=== Given passage ===
□ □ □ □
None of us ever expected to face a day like today, especially when so much of our culture has been about growth. But I think we all know this is necessary to move forward. The scale that served us so well in building and delivering the leading social gaming service on the Web is now making it hard to successfully lead across mobile and multiplatform, which is where social games are going to be played.

In April, VentureBeat reported that Zynga was "no longer the largest gaming company," having ceded that title to London-based King. (Forbes told the story of that rise in March.)

Zynga went public in late 2011 amid a mini-resurgence in the tech IPO market. But the initial offering landed with a thud. The stock hit a high of almost $16 in Mar 2012; it's now trading at about $3.

Zyngas's fortunes have often seemed closely tied with those of Facebook, where its games have been tightly integrated. As the Wall Street Journal reported in March ...

Founded in 2007, the game maker grew rapidly by leveraging Facebook’s social network, taking advantage of its structure and its sharing tools to encourage players to connect with their friends. In 2011, the company made up about 12% of Facebook’s revenue.
□ □ □ □
=== Extracted data entries ===
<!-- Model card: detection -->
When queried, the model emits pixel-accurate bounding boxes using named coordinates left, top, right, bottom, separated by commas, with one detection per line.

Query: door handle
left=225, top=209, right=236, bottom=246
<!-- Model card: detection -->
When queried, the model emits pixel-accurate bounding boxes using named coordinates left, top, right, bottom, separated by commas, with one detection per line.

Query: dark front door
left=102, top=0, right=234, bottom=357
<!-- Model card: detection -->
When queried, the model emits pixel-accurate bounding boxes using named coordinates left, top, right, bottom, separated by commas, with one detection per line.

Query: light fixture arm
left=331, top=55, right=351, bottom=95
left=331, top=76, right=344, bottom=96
□ □ □ □
=== Goal 1 ===
Which news outlets does the Zynga passage name?
=== Goal 2 ===
Could you resume the Zynga passage after its final sentence?

=== Answer 1 ===
VentureBeat, Forbes, the Wall Street Journal

=== Answer 2 ===
However, the relationship, at times, has been strained. And, in more recent quarters, Facebook and Zynga have drifted further apart, with Zynga opening its own portal and investing more in its mobile applications and Facebook promoting the games of other developers. Nevertheless, Zynga still makes the bulk of its money from Facebook. The social network accounted for 79% of Zynga’s bookings in the fourth quarter.

In April the company entered the online gambling space in the U.K. It has also applied for a license with the Nevada Gaming Control Board and hired lobbyists to push for online gambling. Sam Harnett reported on this new initiative for KQED in January.

"Making the transition to real money gambling for Zynga won’t be as simple as pulling a lever," Harnett wrote.

"Organizationally they aren't prepared for it,” Kevin Flood, an online gambling consultant, told Harnett.

Presumably we'll get an initial indication of whether this is true or not in July, when the company releases its next earnings report.